*Description of the task*
How many lines of the data below contain the string "toilet"? Case matters; reply with the number alone.

*Data entries*
◆ ◆ ◆ ◆ ◆

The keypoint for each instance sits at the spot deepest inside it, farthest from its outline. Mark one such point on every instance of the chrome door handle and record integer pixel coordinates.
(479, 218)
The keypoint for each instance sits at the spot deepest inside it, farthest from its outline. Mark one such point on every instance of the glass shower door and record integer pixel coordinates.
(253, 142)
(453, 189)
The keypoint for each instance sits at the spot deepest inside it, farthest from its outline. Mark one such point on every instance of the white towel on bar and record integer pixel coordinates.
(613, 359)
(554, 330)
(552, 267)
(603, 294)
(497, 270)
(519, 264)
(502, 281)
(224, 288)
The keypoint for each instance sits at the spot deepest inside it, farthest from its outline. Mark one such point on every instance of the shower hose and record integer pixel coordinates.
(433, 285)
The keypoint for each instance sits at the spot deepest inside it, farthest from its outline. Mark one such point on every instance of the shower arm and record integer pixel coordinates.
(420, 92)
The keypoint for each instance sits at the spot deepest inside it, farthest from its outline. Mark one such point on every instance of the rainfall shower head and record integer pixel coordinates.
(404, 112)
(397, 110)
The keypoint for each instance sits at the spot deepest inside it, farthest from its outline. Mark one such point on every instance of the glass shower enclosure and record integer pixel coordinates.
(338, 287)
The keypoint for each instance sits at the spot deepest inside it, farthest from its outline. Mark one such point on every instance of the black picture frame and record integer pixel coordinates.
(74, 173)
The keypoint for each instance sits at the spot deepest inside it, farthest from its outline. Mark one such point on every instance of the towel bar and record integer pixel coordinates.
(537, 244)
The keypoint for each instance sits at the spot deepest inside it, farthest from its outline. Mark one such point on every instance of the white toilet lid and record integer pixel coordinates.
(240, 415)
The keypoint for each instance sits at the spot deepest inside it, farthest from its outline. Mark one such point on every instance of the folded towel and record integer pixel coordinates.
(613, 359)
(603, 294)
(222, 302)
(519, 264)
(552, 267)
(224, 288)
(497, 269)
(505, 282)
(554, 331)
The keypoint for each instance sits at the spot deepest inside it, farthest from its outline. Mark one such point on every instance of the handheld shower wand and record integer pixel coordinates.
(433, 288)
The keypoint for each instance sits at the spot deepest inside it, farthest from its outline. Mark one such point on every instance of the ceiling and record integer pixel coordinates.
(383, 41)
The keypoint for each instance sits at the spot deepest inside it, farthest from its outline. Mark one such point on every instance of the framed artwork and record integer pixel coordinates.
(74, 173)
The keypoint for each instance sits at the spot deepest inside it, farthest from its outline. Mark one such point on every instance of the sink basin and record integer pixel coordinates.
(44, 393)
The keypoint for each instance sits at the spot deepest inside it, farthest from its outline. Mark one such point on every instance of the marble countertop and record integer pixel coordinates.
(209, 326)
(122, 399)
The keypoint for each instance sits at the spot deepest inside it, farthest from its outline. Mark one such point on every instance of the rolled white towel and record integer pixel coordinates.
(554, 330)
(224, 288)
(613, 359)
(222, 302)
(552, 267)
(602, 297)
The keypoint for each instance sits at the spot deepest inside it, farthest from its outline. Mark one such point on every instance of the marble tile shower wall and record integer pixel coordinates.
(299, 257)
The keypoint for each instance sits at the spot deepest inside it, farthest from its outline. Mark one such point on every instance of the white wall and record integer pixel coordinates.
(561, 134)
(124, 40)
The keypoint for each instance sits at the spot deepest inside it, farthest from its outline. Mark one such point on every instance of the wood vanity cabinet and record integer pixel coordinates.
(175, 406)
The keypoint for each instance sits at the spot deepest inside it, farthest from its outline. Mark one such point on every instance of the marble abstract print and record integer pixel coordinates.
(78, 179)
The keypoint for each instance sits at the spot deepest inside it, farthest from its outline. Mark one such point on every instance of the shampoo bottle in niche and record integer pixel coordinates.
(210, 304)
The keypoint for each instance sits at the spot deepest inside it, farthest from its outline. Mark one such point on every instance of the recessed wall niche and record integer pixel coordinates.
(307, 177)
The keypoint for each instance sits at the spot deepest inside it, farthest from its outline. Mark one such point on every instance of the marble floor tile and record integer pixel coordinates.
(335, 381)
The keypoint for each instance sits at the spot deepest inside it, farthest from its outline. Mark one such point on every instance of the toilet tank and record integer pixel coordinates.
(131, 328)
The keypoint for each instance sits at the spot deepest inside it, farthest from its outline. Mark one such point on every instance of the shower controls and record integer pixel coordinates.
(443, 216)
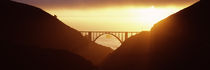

◆ ◆ ◆ ◆ ◆

*Solution*
2